SUPPLIED TEXT:
————
[Development] QtCore missing check for memory allocation

Al-Khanji Louai louai.al-khanji at theqtcompany.com
Fri Feb 27 12:15:03 CET 2015


In that case they cannot be overwritten without a recompile. Which brings me back to my original comment from yesterday (to which no one replied):

How is that different from linking a custom implementation of operator new/operator delete and malloc/free into Qt?

These are embedded use-cases anyway, so you wouldn't be using a stock Qt binary.  Implementing the above is well-documented, and in fact both C++11 and C++14 have improved the ways in which the new/delete operators can be overridden.

Just put your implementation in a static lib and pass it to the configure script as an additional library.

On Linux you can also inject such a library using LD_PRELOAD, most operating systems have a similar mechanism. Unlike changing a header, that doesn't require a recompile of Qt.
————
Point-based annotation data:
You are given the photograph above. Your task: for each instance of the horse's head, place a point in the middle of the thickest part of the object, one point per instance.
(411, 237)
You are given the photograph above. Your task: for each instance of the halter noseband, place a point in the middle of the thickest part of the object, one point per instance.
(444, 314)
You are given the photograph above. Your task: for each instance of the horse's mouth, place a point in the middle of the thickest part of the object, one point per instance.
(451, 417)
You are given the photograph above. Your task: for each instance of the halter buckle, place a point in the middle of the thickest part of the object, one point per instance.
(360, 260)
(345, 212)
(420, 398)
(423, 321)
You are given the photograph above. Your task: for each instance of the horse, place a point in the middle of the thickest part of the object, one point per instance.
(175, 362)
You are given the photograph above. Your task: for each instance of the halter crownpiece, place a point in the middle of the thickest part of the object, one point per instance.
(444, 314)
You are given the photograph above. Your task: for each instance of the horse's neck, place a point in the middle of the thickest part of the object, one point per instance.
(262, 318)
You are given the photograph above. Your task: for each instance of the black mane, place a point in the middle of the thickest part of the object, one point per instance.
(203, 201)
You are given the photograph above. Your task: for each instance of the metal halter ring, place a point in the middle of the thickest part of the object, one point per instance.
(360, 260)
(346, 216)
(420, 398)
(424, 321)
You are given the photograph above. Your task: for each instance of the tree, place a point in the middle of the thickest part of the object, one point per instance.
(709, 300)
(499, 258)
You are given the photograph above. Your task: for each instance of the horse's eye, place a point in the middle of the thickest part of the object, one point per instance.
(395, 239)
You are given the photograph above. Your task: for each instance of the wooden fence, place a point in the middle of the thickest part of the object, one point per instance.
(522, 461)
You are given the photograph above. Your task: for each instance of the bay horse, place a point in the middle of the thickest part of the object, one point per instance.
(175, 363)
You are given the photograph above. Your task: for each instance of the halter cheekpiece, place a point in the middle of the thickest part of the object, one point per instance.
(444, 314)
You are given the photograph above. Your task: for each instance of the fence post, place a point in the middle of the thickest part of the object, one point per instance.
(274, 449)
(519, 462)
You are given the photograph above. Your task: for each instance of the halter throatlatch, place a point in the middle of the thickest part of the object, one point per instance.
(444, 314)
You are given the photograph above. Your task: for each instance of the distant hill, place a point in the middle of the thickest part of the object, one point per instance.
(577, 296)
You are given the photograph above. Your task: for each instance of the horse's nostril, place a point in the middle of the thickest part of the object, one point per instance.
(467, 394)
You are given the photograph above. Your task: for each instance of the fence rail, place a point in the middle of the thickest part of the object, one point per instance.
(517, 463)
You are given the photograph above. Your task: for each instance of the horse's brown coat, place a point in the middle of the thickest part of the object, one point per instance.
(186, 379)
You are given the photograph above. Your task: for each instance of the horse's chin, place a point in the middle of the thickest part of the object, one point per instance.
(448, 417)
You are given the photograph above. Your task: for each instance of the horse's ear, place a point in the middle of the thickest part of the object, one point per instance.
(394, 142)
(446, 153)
————
TASKS TO CARRY OUT:
a) Please rewrite everything from "These are embedded" down to "recompile of Qt." in the Qt mailing-list post, changing "static lib" to "shared library".
b) Answer these questions using the Qt mailing-list post:
(i) On what date was it sent?
(ii) Which two C++ standards does it say improved the ways the new/delete operators can be overridden?
(iii) What mechanism does it name for injecting a library on Linux?
c) List every memory allocation or deallocation function the Qt mailing-list post names.

OUTPUTS BY TASK:
a)
These are embedded use-cases anyway, so you wouldn't be using a stock Qt binary.  Implementing the above is well-documented, and in fact both C++11 and C++14 have improved the ways in which the new/delete operators can be overridden.

Just put your implementation in a shared library and pass it to the configure script as an additional library.

On Linux you can also inject such a library using LD_PRELOAD, most operating systems have a similar mechanism. Unlike changing a header, that doesn't require a recompile of Qt.

b)
(i) Fri Feb 27, 2015
(ii) C++11 and C++14
(iii) LD_PRELOAD

c) operator new, operator delete, malloc, free